● Brief: Word for word, repeat all the entries below, but without the pictures.

● Provided data:
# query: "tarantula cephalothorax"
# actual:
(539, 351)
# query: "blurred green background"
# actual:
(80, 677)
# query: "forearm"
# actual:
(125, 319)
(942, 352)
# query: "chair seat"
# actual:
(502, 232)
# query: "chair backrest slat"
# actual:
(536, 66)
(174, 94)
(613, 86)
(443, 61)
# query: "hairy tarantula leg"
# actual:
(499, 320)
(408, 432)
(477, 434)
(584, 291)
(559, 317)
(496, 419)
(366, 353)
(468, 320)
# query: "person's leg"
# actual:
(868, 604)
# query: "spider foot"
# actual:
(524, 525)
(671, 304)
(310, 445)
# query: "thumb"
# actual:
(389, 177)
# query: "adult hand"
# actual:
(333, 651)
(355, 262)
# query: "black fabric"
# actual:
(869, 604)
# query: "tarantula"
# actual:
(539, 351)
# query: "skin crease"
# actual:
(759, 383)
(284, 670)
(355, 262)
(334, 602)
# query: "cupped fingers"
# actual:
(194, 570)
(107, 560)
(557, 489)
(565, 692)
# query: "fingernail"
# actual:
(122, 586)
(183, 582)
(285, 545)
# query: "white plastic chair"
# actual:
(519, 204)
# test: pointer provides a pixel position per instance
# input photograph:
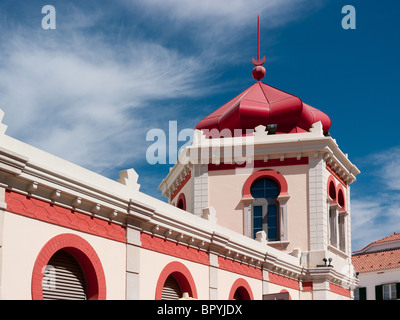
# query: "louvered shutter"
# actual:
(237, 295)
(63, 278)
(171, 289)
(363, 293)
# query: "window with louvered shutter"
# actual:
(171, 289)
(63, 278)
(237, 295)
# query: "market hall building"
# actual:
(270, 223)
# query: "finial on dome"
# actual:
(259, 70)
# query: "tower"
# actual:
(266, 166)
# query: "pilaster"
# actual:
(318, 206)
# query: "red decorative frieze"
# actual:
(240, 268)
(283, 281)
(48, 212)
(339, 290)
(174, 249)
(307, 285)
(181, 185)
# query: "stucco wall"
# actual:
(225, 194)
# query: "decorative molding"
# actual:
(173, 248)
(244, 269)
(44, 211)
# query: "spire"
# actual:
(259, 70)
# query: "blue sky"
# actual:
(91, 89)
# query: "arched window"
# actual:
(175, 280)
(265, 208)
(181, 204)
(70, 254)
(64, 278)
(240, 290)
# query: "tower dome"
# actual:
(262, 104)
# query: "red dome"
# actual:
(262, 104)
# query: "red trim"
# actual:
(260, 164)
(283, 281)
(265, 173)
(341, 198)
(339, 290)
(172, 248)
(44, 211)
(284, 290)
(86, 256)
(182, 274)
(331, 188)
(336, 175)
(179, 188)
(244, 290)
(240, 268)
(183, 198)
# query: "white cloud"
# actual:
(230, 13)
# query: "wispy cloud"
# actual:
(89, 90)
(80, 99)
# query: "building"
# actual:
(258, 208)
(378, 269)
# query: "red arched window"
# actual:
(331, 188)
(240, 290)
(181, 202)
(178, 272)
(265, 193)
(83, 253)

● Answer to this exercise:
# query: "tarantula cephalothorax"
# actual:
(539, 351)
# query: "blurred green background"
# actual:
(80, 677)
# query: "forearm"
# actual:
(125, 319)
(942, 352)
# query: "chair seat"
# actual:
(502, 232)
# query: "chair backrest slat"
# actual:
(536, 66)
(174, 94)
(613, 86)
(443, 61)
# query: "hairy tarantula leg"
# actual:
(499, 320)
(408, 432)
(477, 434)
(584, 291)
(559, 317)
(496, 419)
(366, 353)
(468, 320)
# query: "person's leg"
# actual:
(868, 604)
# query: "spider foot"
# actual:
(524, 525)
(671, 304)
(310, 445)
# query: "thumb"
# actual:
(389, 177)
# query: "adult hand"
# actual:
(333, 651)
(355, 262)
# query: "black fabric"
# actual:
(869, 604)
# query: "tarantula"
# actual:
(539, 351)
# query: "skin crease"
# actual:
(759, 383)
(284, 670)
(355, 262)
(334, 602)
# query: "cupped fingers"
# actual:
(194, 570)
(107, 560)
(557, 489)
(565, 692)
# query: "fingernail"
# actual:
(122, 586)
(183, 582)
(285, 545)
# query: "white plastic chair"
# actual:
(519, 204)
# test: pointer provides a pixel position per instance
# input photograph:
# query: "louvered shutter"
# actual:
(237, 295)
(63, 278)
(171, 289)
(363, 293)
# query: "window with louvered shutter"
# actual:
(171, 289)
(63, 278)
(237, 295)
# query: "market hall building"
# actual:
(270, 223)
# query: "finial on dome"
# actual:
(259, 70)
# query: "tower"
# actual:
(266, 166)
# query: "pilaster"
# actual:
(318, 206)
# query: "red decorative frieze"
# actual:
(240, 268)
(283, 281)
(48, 212)
(339, 290)
(174, 249)
(307, 285)
(181, 185)
# query: "stucco wall"
# actual:
(225, 194)
# query: "decorative molding"
# actual:
(173, 248)
(244, 269)
(44, 211)
# query: "spire"
# actual:
(259, 70)
# query: "blue sky"
# actual:
(91, 89)
# query: "arched window"
# actual:
(175, 280)
(265, 208)
(181, 204)
(70, 254)
(64, 278)
(240, 290)
# query: "tower dome"
# actual:
(262, 104)
# query: "red dome"
# actual:
(262, 104)
# query: "red trim"
# actual:
(260, 164)
(283, 281)
(265, 173)
(341, 198)
(339, 290)
(172, 248)
(44, 211)
(284, 290)
(86, 256)
(182, 274)
(331, 188)
(336, 175)
(179, 188)
(244, 290)
(240, 268)
(183, 198)
# query: "white cloud"
# actual:
(230, 13)
# query: "wispy cloud"
# actual:
(89, 90)
(80, 99)
# query: "building"
# actual:
(258, 208)
(378, 269)
# query: "red arched window"
# actual:
(331, 188)
(240, 290)
(181, 202)
(178, 272)
(265, 193)
(83, 253)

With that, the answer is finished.